→ **Aim**: Pull out each of the lines below that contains the word "every", treating uppercase and lowercase letters as different.

→ **Input records**:
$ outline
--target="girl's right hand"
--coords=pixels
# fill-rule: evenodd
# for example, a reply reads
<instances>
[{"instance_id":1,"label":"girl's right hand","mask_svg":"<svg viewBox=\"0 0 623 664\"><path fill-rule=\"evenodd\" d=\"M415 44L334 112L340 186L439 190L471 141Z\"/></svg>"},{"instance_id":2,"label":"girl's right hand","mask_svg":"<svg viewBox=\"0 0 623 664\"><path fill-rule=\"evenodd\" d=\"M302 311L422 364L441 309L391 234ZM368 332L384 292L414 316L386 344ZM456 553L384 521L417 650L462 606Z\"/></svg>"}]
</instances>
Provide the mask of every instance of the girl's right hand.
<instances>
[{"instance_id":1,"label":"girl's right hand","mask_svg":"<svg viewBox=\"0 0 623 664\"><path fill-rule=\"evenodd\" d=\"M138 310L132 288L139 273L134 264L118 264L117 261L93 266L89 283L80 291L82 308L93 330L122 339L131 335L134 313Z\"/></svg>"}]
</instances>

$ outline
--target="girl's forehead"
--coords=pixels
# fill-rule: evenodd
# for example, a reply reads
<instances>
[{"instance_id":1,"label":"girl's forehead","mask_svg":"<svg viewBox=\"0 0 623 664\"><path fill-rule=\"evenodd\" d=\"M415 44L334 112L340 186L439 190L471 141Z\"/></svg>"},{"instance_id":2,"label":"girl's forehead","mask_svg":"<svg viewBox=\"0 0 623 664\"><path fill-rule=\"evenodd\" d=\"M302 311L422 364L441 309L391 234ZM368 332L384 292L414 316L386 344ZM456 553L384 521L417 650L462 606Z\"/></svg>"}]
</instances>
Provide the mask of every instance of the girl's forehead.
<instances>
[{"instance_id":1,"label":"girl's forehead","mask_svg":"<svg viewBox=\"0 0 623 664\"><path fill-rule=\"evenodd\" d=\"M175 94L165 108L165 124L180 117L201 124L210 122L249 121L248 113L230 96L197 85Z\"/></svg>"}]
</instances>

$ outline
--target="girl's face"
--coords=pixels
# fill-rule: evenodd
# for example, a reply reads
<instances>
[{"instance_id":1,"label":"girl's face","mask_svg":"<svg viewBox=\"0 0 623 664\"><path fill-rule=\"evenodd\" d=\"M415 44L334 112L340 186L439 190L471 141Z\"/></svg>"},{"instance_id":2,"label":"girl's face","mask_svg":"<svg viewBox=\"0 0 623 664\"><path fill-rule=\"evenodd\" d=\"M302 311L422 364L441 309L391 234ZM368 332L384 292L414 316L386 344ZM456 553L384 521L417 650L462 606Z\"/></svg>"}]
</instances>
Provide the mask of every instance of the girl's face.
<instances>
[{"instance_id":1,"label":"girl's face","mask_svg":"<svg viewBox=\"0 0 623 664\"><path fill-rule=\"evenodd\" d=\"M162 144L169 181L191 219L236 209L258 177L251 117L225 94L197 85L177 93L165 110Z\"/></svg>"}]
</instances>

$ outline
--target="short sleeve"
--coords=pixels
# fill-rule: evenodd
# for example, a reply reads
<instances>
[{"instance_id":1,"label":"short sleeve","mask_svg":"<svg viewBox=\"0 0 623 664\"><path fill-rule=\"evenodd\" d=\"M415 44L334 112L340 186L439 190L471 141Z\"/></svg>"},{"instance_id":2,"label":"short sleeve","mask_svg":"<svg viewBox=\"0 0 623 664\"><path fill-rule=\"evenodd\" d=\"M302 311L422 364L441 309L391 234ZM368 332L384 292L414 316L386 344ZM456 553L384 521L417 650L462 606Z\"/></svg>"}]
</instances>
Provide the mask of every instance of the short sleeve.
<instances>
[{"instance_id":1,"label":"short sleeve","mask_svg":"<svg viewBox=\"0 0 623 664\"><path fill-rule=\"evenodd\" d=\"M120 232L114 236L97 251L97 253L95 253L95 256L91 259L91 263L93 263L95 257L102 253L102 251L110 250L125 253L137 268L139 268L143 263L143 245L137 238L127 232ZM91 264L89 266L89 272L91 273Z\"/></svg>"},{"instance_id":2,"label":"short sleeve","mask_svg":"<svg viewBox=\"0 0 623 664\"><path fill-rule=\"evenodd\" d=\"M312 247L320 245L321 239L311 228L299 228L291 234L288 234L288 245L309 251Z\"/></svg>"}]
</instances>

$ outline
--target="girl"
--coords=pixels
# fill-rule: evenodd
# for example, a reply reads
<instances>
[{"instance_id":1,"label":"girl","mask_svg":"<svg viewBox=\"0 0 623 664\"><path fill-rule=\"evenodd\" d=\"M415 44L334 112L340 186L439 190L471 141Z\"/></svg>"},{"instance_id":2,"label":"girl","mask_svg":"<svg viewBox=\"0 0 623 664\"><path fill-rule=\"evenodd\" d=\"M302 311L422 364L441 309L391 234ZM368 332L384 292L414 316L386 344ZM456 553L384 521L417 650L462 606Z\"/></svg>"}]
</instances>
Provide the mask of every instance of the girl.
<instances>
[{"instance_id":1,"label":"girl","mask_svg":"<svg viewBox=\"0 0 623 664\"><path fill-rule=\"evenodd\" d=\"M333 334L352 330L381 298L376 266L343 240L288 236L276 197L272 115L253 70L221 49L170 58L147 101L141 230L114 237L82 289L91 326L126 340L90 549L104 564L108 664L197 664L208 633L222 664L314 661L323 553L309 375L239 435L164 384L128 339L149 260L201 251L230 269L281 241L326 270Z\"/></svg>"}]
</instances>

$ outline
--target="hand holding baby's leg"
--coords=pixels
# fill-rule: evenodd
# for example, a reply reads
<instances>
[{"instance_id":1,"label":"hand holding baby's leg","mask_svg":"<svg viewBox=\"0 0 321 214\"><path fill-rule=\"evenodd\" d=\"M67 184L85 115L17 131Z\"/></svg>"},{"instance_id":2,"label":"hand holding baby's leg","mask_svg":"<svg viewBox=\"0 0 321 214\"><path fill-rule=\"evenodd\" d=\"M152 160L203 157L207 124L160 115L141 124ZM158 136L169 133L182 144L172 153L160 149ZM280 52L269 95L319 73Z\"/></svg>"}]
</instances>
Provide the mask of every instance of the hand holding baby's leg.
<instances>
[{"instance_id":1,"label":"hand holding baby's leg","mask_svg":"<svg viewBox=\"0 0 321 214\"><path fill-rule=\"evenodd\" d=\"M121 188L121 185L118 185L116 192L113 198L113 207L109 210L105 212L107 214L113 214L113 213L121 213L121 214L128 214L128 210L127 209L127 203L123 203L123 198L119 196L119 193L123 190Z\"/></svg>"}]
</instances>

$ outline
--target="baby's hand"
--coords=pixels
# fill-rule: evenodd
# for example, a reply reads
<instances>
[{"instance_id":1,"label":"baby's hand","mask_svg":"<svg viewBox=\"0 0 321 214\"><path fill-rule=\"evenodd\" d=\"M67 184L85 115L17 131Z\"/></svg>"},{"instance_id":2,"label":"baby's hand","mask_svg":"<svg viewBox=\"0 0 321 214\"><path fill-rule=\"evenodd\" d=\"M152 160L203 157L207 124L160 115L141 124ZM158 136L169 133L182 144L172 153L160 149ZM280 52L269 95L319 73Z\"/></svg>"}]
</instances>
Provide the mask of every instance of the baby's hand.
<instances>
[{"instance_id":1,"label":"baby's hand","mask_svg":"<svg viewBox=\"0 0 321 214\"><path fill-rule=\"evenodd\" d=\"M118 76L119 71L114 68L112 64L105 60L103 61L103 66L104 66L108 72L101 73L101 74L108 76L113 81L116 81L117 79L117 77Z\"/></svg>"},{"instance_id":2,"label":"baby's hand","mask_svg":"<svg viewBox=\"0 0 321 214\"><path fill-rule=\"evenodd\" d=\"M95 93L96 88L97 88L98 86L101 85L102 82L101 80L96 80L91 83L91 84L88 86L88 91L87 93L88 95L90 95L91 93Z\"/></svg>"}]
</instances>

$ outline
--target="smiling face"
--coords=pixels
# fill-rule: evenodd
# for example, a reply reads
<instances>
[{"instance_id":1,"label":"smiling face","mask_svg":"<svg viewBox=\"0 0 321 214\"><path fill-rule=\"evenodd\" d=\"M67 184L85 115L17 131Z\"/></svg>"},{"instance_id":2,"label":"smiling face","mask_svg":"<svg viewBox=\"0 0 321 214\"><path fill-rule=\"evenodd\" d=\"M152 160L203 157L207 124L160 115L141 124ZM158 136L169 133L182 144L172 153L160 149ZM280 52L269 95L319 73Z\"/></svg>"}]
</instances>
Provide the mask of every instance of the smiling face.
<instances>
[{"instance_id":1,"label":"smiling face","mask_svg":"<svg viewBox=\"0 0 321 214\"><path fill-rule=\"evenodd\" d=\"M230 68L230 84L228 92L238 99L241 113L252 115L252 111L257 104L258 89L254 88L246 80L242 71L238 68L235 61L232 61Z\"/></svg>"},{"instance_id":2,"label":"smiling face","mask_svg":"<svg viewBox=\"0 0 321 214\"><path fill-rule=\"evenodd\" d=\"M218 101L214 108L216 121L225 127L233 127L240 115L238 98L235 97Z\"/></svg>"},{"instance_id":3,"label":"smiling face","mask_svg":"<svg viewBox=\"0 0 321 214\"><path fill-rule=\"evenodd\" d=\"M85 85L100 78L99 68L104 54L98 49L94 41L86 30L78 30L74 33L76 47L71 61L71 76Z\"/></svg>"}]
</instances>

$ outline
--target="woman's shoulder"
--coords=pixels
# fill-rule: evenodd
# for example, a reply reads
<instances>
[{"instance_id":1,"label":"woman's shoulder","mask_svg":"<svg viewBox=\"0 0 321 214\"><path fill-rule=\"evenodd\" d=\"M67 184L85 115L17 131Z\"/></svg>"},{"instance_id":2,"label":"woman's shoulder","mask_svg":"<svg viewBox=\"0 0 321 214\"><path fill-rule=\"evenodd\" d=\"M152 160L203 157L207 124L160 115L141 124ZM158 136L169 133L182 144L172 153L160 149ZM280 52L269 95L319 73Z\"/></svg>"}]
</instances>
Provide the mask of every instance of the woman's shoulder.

→ **Solution for this task**:
Provide the mask of every instance of the girl's right hand.
Provide the mask of every instance of the girl's forehead.
Provide the mask of every instance of the girl's face.
Provide the mask of every instance of the short sleeve.
Provide the mask of every instance of the girl.
Provide the mask of every instance of the hand holding baby's leg.
Provide the mask of every instance of the baby's hand.
Provide the mask of every instance of the smiling face.
Provide the mask of every instance of the woman's shoulder.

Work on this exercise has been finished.